Page extract
- - - -

Finding no success on her job hunt, she read every “power of positive thinking” type of book out there and some twice while asking herself why she had had failed. One day, on a street corner, she saw a professionally-attired man with his family holding a sign that said “Need Work.” She watched as the car in front of her rolled down their window and handed over ten bucks. At first she felt sad at the thought of the kind of solution ten bucks would offer that man and his family and then it hit her how close she and her family were to being in the same position. She then asked a question that changed her life.
“Why do some people start their own business, out of their garage, or dining room, and end up million billionaires, while some of us pour our lives into our business and end up losing our homes and holding a sign on a street corner that says ‘Need Work’?”
From that day, with little business and no job to claim her time, she went on a quest to answer that question and what she found on her search to keep from joining the man on the corner was a surprise. It took 18 months but she found that the difference between being a successful million billionaire and standing on a street corner was as simple as each individual business owner’s answer to 10 Questions.
Kim took the fresh perspective her own answers to the 10 questions gave her and revamped her business in a way that would do the most good for her clients in the new economy. Instead of offering her services individually, she duplicated her strategic marketing services into an online marketing training, thus offering an inexpensive way for every business owner to learn to market their products 21st Century Style themselves, instead of paying a consultant to do it for them.

- - - -

Dataset excerpts
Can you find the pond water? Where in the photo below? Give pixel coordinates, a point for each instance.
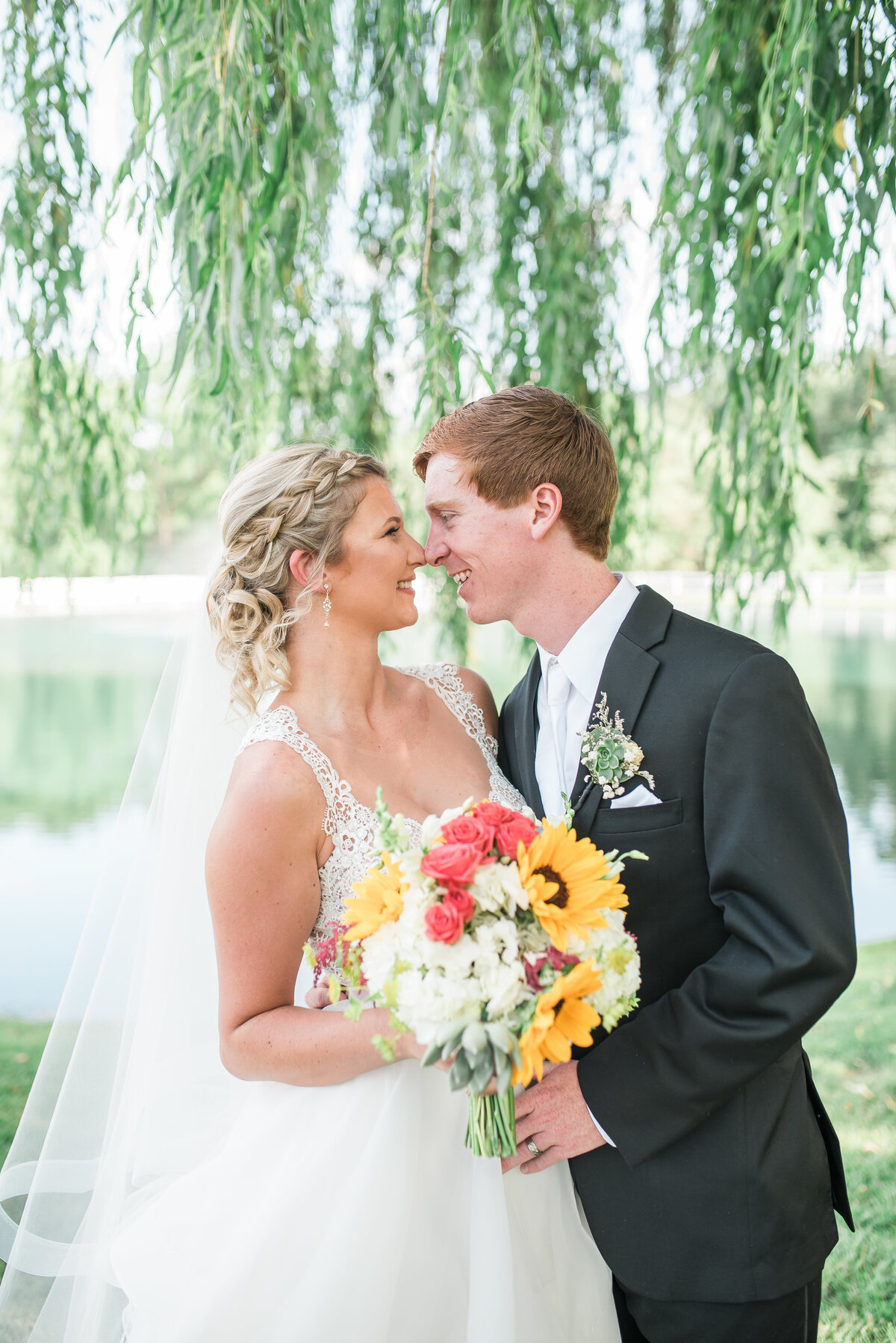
(75, 692)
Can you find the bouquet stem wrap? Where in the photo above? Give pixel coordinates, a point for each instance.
(491, 1127)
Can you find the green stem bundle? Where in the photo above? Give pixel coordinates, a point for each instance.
(491, 1129)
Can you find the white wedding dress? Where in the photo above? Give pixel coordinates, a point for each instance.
(355, 1210)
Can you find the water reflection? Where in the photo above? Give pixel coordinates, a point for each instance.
(75, 695)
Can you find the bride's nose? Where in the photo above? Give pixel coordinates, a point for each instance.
(418, 553)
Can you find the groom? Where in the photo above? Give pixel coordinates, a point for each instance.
(704, 1159)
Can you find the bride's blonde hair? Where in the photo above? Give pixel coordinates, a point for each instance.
(299, 498)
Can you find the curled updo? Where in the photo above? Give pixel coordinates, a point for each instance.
(299, 498)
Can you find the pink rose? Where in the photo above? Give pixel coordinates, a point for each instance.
(512, 831)
(469, 831)
(494, 814)
(444, 923)
(453, 864)
(462, 902)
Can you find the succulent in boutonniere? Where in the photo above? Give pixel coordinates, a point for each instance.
(609, 754)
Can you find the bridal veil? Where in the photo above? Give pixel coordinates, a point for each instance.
(131, 1091)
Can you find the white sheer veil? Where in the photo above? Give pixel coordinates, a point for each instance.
(131, 1091)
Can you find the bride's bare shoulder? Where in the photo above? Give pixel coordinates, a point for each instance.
(272, 791)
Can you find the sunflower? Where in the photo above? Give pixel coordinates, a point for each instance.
(381, 899)
(567, 883)
(561, 1020)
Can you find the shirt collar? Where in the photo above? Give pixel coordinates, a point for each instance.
(583, 656)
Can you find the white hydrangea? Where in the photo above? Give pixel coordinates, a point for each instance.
(428, 1001)
(499, 890)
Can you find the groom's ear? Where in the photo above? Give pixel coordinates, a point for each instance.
(546, 504)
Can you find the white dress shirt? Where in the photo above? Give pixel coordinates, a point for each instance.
(567, 689)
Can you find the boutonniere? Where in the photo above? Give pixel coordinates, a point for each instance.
(609, 752)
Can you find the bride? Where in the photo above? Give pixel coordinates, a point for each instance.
(329, 1190)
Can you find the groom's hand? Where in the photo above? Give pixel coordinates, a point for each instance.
(555, 1117)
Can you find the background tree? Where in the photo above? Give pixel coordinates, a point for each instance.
(388, 207)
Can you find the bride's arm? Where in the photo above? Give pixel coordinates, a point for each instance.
(261, 872)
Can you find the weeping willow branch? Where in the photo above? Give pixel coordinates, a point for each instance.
(500, 211)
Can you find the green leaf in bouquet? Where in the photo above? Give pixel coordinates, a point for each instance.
(474, 1038)
(385, 1048)
(461, 1072)
(452, 1045)
(432, 1055)
(503, 1072)
(484, 1070)
(501, 1038)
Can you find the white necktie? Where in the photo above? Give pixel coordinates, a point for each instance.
(558, 689)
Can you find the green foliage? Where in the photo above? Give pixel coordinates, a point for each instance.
(379, 210)
(69, 453)
(855, 1064)
(780, 159)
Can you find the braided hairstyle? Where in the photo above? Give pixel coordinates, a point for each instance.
(299, 498)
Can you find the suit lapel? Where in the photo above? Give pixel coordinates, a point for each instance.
(527, 735)
(626, 678)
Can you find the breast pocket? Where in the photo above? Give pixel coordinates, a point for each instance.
(637, 821)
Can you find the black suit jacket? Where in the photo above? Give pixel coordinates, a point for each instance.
(727, 1170)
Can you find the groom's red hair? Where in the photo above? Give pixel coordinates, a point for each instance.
(526, 437)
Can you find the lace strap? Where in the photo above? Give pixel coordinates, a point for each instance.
(282, 725)
(445, 680)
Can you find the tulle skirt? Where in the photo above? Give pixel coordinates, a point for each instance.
(355, 1212)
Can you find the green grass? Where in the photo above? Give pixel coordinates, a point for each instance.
(853, 1055)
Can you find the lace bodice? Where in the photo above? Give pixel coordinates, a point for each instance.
(348, 822)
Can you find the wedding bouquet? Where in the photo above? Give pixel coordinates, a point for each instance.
(497, 942)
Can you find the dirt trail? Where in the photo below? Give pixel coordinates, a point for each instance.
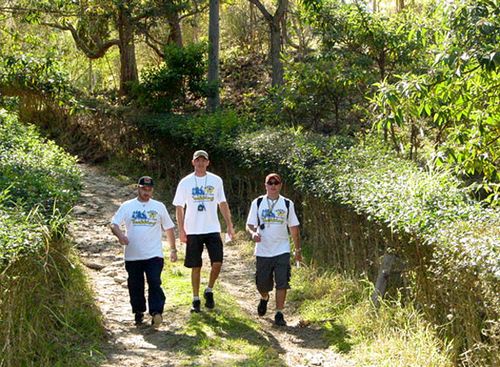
(133, 347)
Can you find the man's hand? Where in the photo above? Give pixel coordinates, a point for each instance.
(182, 236)
(173, 255)
(256, 237)
(123, 240)
(230, 231)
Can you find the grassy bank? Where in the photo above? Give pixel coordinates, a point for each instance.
(47, 313)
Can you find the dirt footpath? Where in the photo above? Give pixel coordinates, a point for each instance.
(133, 347)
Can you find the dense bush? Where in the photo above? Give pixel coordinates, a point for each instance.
(47, 313)
(214, 131)
(452, 106)
(181, 76)
(22, 74)
(448, 241)
(35, 171)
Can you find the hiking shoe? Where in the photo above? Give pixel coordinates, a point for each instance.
(156, 320)
(209, 300)
(195, 307)
(262, 307)
(139, 318)
(279, 319)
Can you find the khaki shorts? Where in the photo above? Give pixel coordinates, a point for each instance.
(271, 271)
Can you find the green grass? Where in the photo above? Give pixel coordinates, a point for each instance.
(223, 337)
(48, 315)
(393, 335)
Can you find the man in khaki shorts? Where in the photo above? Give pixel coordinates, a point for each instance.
(268, 221)
(197, 198)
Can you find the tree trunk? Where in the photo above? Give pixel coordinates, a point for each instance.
(128, 62)
(274, 22)
(213, 56)
(174, 25)
(275, 52)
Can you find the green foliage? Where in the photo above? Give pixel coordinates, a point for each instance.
(394, 335)
(427, 207)
(214, 131)
(180, 77)
(47, 313)
(454, 107)
(22, 74)
(20, 234)
(35, 171)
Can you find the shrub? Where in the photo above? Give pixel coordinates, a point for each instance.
(179, 77)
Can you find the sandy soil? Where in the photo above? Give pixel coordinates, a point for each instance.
(298, 344)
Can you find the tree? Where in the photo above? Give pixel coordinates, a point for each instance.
(92, 25)
(213, 56)
(275, 31)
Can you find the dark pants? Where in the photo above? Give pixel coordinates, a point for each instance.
(136, 270)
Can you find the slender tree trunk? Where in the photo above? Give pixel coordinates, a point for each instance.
(277, 66)
(213, 56)
(274, 22)
(128, 62)
(174, 24)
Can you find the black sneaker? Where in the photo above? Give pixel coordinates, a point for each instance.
(262, 307)
(279, 319)
(156, 320)
(195, 307)
(139, 318)
(209, 300)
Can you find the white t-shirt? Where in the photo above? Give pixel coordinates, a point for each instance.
(204, 193)
(276, 218)
(144, 222)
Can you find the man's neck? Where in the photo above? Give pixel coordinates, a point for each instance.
(200, 173)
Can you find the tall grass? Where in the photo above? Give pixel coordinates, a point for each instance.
(395, 334)
(47, 313)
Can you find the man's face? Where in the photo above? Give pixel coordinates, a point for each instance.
(200, 163)
(273, 186)
(145, 192)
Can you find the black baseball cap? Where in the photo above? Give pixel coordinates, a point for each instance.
(145, 181)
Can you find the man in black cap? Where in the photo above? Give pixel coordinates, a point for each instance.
(197, 198)
(270, 218)
(144, 219)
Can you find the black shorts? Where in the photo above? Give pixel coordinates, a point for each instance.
(194, 249)
(270, 270)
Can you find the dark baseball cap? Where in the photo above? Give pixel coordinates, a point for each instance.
(145, 181)
(275, 176)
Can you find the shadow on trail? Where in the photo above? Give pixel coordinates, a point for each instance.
(210, 330)
(312, 337)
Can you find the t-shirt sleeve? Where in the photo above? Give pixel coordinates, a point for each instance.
(119, 216)
(179, 198)
(166, 220)
(252, 215)
(292, 216)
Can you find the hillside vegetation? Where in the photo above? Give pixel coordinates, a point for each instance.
(47, 315)
(384, 123)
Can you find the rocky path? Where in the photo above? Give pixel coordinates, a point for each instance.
(297, 344)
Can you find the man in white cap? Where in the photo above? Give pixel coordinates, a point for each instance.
(144, 219)
(270, 217)
(197, 198)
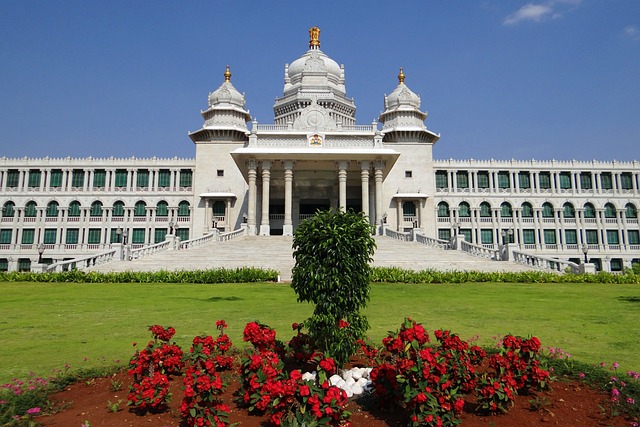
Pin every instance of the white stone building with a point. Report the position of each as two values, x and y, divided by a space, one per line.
270 177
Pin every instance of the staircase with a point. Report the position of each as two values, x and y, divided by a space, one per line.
275 252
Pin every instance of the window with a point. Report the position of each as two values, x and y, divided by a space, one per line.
137 236
5 236
606 182
72 236
74 209
464 210
34 178
485 209
183 208
549 237
27 236
609 211
186 178
99 178
77 178
8 210
30 210
524 180
121 178
612 237
94 236
164 178
529 237
162 209
486 236
443 210
589 211
118 209
52 210
13 178
547 210
462 179
140 209
442 180
50 235
571 237
503 179
143 178
565 180
483 179
568 211
96 209
545 180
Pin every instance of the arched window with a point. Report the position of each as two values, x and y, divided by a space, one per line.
52 209
183 208
30 210
74 209
162 209
140 209
505 210
118 209
464 211
96 208
547 210
485 209
8 210
568 210
589 211
443 210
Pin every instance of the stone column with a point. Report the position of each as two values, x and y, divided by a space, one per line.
266 179
251 215
364 178
287 228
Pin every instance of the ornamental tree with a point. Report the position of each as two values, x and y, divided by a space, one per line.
332 252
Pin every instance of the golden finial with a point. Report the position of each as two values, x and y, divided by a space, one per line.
401 77
314 42
227 75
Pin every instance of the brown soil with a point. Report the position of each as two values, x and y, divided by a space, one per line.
568 404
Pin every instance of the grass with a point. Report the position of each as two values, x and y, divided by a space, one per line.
45 326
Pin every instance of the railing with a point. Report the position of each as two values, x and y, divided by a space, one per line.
82 263
545 263
479 251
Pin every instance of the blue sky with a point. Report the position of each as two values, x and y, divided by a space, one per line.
548 79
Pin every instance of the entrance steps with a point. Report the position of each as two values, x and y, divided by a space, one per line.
275 252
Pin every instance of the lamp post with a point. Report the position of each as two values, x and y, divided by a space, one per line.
40 248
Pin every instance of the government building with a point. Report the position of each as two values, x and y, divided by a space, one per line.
267 178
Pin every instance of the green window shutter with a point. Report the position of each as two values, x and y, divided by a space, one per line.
50 236
34 178
137 236
529 237
186 178
99 178
13 178
27 236
549 237
571 237
94 236
5 236
164 178
143 178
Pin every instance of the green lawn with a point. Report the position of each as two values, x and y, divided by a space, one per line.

- - - -

Problem set
1. Decide whether each statement agrees with the passage about Kim's business. For each one, answer yes or no and quote the words from the text that decide it.
(a) The man on the street corner was with his family.
(b) Kim's search for an answer took 12 months.
(c) After revamping her business, Kim kept offering her services individually.
2. According to the passage about Kim's business, what did the car in front of her hand to the man on the street corner?
3. Summarize the passage about Kim's business in two sentences.

Exercise responses
1.
(a) Yes: "saw a professionally-attired man with his family holding a sign"
(b) No: "It took 18 months"
(c) No: "Instead of offering her services individually, she duplicated her strategic marketing services into an online marketing training"

2. Ten bucks.

3. After a failed job hunt, Kim saw a man with his family holding a "Need Work" sign and began an 18-month search to learn why some business owners succeed while others fail. She found that the difference came down to each owner's answers to 10 questions, and she used her own answers to turn her strategic marketing services into an inexpensive online marketing training.